# Activity
Starting at the line that holds "[mark] the patterned" and stopping at the line that holds "[mark] the assault", restate the records below word for word, with both of those lines included.

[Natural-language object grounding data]
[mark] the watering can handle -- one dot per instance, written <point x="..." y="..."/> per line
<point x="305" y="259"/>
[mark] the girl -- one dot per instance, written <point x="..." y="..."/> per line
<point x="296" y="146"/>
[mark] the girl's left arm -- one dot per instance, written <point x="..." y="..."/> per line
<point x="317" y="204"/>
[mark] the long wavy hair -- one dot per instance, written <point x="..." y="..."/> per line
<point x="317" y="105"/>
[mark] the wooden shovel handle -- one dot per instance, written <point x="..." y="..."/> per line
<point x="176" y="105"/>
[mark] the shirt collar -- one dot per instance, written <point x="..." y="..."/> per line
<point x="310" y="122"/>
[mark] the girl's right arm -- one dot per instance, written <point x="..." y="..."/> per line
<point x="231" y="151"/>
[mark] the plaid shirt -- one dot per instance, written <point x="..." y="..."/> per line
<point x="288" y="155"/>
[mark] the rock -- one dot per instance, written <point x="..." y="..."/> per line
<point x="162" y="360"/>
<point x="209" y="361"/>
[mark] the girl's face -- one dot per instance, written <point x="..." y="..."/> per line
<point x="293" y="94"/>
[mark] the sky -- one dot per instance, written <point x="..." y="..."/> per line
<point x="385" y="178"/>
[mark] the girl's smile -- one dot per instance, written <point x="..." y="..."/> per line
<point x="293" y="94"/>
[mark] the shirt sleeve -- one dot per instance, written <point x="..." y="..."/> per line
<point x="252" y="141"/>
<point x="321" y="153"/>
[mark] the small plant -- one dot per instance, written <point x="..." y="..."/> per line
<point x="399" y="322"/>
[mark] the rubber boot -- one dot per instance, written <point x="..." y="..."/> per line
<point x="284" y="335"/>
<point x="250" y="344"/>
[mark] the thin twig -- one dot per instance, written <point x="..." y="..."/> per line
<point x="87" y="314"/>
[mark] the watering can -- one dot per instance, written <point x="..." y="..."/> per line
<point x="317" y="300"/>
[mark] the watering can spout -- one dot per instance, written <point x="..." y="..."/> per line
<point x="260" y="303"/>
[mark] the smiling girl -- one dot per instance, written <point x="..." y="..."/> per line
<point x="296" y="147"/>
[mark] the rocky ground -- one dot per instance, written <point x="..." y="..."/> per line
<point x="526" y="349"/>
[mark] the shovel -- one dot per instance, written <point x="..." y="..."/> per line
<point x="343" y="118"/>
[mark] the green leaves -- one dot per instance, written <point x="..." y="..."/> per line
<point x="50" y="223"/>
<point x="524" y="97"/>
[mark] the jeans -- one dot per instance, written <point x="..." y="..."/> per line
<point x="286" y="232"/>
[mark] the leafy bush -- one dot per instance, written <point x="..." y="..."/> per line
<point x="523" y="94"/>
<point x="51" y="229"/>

...

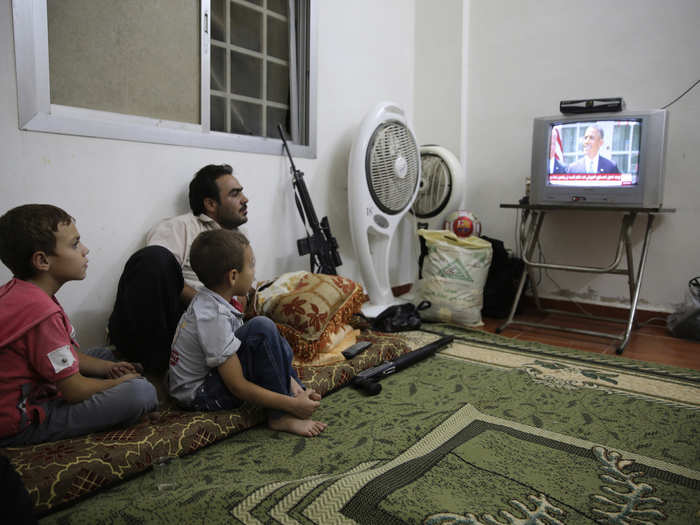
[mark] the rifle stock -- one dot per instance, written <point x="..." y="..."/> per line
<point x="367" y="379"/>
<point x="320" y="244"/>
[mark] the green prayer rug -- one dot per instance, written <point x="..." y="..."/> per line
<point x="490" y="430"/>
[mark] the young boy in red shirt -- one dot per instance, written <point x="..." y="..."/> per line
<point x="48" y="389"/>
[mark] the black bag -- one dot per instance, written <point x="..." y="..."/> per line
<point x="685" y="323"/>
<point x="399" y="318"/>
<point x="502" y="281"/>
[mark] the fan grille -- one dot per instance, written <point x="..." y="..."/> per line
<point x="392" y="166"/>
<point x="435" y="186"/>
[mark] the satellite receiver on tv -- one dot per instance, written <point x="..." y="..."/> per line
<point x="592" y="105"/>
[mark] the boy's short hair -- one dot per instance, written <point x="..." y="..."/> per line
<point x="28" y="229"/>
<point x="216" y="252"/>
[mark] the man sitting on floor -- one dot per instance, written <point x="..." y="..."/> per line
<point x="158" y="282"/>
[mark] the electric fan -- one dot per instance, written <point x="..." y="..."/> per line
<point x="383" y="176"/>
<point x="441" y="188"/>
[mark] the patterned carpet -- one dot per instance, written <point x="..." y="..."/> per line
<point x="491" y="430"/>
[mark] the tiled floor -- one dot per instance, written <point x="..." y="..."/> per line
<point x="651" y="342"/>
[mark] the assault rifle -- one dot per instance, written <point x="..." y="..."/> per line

# Solution
[mark] the patterned carpet -- one dot per instance, written <point x="..." y="..."/> per line
<point x="491" y="430"/>
[mark] the tiled floor -- one dot per instance, written <point x="..." y="..."/> per line
<point x="651" y="342"/>
[mark] the assault rifle -- one dot per instance, written <point x="..." y="..."/> per line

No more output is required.